DIRECTIVE >>
Can you pull out every line of the lines below that contains the word "tree", treating uppercase and lowercase as different?

PROVIDED ENTRIES >>
-*-*-

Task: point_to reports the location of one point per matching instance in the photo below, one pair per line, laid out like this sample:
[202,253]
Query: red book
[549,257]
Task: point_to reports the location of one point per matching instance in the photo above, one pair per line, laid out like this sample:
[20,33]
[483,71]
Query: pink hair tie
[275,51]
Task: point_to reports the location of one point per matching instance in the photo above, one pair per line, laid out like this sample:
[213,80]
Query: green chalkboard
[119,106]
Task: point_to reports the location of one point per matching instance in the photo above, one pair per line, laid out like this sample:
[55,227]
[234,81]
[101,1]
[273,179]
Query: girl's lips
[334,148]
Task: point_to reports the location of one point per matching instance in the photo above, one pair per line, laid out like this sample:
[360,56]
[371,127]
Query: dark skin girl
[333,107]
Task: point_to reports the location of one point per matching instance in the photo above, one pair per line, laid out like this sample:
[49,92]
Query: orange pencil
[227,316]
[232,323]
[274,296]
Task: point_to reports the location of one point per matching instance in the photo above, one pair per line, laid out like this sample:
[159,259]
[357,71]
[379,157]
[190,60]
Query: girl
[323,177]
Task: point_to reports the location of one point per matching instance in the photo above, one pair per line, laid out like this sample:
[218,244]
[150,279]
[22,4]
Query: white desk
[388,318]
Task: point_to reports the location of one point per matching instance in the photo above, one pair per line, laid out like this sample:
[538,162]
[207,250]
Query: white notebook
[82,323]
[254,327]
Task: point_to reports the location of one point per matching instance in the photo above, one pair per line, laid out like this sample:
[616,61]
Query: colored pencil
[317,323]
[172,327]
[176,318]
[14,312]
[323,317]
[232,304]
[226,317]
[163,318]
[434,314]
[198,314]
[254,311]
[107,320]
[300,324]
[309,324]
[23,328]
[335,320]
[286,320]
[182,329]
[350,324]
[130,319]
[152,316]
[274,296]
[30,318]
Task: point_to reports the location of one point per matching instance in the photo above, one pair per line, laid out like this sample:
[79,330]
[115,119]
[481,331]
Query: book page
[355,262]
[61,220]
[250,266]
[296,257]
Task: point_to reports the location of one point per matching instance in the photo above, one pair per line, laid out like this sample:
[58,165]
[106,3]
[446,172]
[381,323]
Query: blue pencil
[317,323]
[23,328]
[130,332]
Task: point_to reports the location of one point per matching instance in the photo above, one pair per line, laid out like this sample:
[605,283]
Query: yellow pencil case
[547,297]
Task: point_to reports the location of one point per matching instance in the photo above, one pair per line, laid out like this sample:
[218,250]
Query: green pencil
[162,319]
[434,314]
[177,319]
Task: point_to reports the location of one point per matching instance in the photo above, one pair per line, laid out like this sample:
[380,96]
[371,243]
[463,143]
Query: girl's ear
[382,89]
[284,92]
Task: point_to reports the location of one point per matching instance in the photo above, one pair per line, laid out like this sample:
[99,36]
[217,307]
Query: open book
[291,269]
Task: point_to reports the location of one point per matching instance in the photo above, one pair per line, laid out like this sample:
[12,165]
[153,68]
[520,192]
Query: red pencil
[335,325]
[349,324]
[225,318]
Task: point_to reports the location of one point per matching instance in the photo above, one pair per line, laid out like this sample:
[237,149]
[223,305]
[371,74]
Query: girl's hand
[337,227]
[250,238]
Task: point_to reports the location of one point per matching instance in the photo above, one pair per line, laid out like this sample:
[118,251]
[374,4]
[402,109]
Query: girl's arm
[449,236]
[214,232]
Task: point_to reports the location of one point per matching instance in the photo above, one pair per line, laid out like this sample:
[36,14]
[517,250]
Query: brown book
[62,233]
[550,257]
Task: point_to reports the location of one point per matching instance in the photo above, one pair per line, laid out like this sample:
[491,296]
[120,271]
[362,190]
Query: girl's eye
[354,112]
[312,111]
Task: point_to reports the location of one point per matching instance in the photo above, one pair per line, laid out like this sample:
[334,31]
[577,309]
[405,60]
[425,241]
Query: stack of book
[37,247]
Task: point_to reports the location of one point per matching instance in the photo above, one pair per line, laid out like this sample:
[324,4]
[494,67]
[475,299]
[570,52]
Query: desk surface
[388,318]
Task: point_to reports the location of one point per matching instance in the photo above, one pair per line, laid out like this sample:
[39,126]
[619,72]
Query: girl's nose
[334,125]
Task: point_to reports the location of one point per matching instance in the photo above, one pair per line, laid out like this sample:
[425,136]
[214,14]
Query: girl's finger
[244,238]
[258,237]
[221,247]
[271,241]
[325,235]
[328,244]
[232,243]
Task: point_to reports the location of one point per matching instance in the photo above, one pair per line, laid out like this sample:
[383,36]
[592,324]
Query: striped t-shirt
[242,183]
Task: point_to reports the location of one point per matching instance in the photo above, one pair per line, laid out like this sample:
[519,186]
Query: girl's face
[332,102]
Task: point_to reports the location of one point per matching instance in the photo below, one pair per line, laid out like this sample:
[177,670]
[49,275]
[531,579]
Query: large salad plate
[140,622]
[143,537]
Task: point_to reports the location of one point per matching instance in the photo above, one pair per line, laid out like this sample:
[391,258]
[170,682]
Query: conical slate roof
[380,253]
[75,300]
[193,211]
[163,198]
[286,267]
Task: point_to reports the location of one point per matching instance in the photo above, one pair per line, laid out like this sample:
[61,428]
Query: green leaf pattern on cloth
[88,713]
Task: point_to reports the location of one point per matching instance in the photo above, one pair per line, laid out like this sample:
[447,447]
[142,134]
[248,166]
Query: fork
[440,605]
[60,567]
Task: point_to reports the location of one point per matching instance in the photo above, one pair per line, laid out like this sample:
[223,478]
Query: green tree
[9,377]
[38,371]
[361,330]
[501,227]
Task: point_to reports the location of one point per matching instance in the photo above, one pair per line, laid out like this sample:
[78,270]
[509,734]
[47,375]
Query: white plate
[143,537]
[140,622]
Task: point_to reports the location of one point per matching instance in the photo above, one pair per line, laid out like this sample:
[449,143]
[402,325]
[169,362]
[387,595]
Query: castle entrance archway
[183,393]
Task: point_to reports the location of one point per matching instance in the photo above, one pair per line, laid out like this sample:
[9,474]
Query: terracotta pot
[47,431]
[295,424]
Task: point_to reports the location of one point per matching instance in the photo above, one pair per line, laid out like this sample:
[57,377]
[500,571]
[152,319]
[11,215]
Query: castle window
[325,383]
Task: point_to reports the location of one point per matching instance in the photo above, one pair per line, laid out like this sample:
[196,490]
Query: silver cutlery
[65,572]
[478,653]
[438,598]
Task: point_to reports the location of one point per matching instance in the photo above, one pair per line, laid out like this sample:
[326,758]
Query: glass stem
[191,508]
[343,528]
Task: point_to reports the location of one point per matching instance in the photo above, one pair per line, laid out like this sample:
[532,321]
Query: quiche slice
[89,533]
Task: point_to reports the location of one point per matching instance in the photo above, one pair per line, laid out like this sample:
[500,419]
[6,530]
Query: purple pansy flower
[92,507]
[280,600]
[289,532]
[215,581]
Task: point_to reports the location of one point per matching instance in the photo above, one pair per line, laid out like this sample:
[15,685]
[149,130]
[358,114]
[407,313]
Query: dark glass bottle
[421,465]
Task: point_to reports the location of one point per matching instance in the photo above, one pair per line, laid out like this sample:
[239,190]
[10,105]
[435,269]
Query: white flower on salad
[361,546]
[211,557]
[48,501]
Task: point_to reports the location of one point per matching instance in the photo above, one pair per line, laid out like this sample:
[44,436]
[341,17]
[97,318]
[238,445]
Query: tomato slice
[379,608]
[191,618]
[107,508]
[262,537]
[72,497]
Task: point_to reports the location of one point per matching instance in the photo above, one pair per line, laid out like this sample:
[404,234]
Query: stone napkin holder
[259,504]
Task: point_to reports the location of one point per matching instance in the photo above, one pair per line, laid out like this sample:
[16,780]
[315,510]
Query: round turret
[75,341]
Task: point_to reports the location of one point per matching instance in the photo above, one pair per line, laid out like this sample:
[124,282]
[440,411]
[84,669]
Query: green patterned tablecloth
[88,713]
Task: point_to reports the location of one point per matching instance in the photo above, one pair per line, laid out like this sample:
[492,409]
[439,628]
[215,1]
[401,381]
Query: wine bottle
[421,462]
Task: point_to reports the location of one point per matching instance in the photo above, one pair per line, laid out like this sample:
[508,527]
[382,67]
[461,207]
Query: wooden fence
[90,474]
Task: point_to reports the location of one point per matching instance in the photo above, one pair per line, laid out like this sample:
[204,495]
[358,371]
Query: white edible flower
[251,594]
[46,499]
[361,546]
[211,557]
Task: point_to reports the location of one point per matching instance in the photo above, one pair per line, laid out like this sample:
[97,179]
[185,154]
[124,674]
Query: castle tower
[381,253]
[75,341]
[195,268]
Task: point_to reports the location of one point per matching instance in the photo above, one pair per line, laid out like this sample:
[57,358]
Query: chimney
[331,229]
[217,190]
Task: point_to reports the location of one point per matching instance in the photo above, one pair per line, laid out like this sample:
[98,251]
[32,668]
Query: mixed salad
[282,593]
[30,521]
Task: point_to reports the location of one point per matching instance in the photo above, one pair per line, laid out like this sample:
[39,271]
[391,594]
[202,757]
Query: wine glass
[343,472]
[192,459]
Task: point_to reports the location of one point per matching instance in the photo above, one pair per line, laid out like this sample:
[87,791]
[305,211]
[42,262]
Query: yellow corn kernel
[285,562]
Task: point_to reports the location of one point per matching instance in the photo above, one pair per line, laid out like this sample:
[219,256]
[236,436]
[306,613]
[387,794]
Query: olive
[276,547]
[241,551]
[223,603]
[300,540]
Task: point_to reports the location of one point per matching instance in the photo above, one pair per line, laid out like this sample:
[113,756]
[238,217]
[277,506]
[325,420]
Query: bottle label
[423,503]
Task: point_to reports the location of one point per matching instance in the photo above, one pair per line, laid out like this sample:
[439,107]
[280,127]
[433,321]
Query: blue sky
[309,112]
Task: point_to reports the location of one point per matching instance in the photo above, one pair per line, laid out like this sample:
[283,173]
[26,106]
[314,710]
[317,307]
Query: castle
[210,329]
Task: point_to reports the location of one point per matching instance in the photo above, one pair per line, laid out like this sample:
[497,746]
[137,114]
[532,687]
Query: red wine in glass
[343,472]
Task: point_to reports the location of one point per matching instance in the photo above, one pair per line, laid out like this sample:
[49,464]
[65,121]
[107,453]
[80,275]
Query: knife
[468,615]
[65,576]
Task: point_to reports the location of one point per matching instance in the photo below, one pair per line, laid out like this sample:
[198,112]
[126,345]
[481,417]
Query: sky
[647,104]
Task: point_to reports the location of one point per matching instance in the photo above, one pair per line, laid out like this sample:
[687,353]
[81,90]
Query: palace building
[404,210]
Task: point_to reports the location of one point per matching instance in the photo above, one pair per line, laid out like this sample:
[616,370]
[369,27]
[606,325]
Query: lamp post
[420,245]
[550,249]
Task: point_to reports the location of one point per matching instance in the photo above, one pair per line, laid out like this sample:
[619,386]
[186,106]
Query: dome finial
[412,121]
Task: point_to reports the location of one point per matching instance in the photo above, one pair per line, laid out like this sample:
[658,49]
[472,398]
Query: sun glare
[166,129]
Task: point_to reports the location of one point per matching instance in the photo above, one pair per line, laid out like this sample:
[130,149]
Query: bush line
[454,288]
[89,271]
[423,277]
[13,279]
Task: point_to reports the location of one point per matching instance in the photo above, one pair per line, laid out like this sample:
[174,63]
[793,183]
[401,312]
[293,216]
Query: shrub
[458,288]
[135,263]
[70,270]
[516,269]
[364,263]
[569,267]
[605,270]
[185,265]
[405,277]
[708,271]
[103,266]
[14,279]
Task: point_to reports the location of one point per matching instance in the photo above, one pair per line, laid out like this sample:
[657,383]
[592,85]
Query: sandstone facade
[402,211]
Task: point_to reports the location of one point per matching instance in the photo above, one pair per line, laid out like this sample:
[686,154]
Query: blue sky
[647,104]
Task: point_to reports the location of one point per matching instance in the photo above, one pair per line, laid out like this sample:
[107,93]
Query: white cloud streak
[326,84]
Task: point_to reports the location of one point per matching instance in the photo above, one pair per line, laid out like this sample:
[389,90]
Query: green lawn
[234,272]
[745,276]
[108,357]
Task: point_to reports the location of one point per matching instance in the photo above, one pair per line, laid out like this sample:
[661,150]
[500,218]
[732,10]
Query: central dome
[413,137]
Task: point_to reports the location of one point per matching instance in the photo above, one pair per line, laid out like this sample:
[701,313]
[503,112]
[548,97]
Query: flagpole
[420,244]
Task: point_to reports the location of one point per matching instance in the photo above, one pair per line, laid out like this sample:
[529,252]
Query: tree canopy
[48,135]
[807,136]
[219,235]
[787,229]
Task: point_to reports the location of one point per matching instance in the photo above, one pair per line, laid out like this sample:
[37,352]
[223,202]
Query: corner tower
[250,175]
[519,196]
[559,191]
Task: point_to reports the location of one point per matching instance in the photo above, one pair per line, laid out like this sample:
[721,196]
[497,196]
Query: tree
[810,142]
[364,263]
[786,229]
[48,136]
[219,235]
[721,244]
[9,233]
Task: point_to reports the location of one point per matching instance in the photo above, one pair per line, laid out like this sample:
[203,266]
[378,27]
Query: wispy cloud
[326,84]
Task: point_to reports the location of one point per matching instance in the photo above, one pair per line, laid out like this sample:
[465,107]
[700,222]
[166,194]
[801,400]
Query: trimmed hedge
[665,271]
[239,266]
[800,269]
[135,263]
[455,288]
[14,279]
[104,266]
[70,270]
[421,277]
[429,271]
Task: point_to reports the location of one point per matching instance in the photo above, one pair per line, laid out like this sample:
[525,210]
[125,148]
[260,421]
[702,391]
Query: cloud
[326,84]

-*-*-

EXERCISE ANSWER >>
Query: green tree
Query: tree canopy
Query: tree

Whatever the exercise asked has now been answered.